> _Written exercise_:
Render every line of the records below as a JSON list of strings, with one string per line and blank lines omitted. Leave the pictures out.

> _Data in this exercise_:
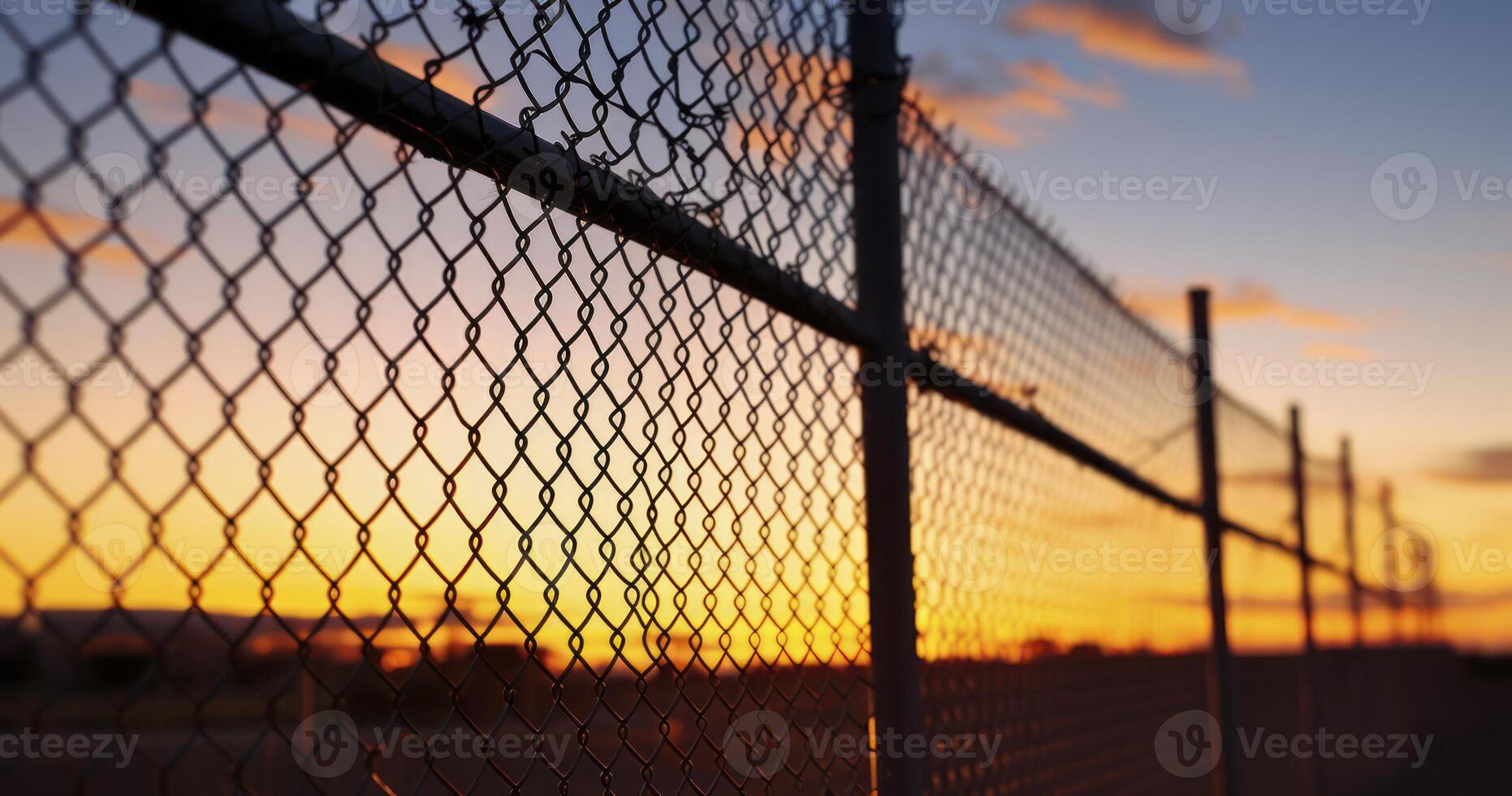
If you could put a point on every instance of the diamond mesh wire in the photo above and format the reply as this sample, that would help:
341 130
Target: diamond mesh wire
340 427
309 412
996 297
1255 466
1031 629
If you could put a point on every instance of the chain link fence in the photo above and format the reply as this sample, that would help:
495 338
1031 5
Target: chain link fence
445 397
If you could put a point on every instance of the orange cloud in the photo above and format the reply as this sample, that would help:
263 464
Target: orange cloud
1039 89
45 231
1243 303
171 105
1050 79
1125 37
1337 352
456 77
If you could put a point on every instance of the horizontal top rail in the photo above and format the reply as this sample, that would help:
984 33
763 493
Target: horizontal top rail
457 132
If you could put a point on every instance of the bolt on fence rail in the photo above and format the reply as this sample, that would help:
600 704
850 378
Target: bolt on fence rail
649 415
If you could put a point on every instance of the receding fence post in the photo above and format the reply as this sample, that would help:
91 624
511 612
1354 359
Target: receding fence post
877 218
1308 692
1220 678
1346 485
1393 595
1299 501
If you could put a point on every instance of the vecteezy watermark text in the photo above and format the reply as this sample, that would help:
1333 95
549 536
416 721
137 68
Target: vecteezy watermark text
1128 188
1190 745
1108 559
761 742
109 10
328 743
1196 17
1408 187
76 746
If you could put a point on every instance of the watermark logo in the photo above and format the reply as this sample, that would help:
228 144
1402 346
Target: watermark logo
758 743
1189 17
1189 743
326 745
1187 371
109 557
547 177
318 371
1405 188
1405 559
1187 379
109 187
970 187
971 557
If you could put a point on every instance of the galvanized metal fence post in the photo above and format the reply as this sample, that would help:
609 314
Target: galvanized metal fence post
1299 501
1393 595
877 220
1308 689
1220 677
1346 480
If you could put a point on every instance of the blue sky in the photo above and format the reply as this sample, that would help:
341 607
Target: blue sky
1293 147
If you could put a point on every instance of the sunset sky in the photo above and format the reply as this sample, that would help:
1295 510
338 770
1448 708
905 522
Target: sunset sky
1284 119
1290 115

> _Answer to the exercise_:
[
  "If you could put a point on every instance of the diamond mesh wire in the photo above and format the reply as this sample, that would help:",
  "341 130",
  "Target: diamond mesh wire",
  "340 427",
  "309 412",
  "996 297",
  "1255 466",
  "1031 629",
  "If you could put a point on every instance of the chain link fence in the photo above and format the reply as this sample, that would help:",
  "495 338",
  "1031 5",
  "Target: chain link fence",
  "445 397",
  "If you could put a point on every instance of the orange cloud in the photo above and format the reply as this sample, that would help:",
  "263 464",
  "Target: orange cloud",
  "1039 89",
  "45 231",
  "1243 303",
  "171 105",
  "1050 79",
  "1125 37",
  "1337 352",
  "456 77",
  "If you could put a point on every instance of the horizontal top rail in the photo above and format the reply as this sample, that would help:",
  "984 33",
  "763 493",
  "Target: horizontal top rail",
  "457 132",
  "If you could put a point on every instance of the bolt on fence rail in the photo above and format the reply as this sample, that would help:",
  "600 704",
  "850 378",
  "Target: bolt on fence rail",
  "649 415",
  "If you could put a point on every instance of the receding fence post in the photo above and format the reply as this sample, that would help:",
  "91 624",
  "511 612",
  "1354 359",
  "Target: receding fence post",
  "877 218",
  "1308 692",
  "1220 678",
  "1346 485",
  "1393 595",
  "1299 501",
  "If you could put a point on every instance of the vecteezy watermark text in the photo above and format the reply as this sample, that would help:",
  "1333 95",
  "549 536",
  "416 721",
  "137 68",
  "Target: vecteezy watermark text",
  "1128 188",
  "1190 745",
  "1108 559",
  "761 742",
  "109 10",
  "328 743",
  "1196 17",
  "1408 187",
  "76 746",
  "If you could put a point on every instance of the watermark logo in the photo above and format the reply as this sample, that would help:",
  "228 144",
  "1402 346",
  "Target: watermark logo",
  "758 743",
  "1189 17",
  "1189 743",
  "326 745",
  "1187 371",
  "109 557",
  "547 177",
  "318 371",
  "1405 188",
  "1405 559",
  "1187 379",
  "109 187",
  "970 187",
  "971 557",
  "If you could put a point on every instance of the galvanized metal fence post in the photo above and format the reply as this sample, that would help:",
  "609 314",
  "Target: galvanized metal fence post",
  "1299 501",
  "1393 595",
  "877 220",
  "1308 689",
  "1220 677",
  "1346 480",
  "If you could put a point on every instance of the blue sky in the photo above and format the reply as this sample, that would help:",
  "341 607",
  "Target: blue sky",
  "1293 147",
  "If you could put a point on every instance of the sunset sky in the photo above and format the reply as this sample, that would help:",
  "1295 510",
  "338 770",
  "1448 708",
  "905 522",
  "Target: sunset sky",
  "1284 119",
  "1290 115"
]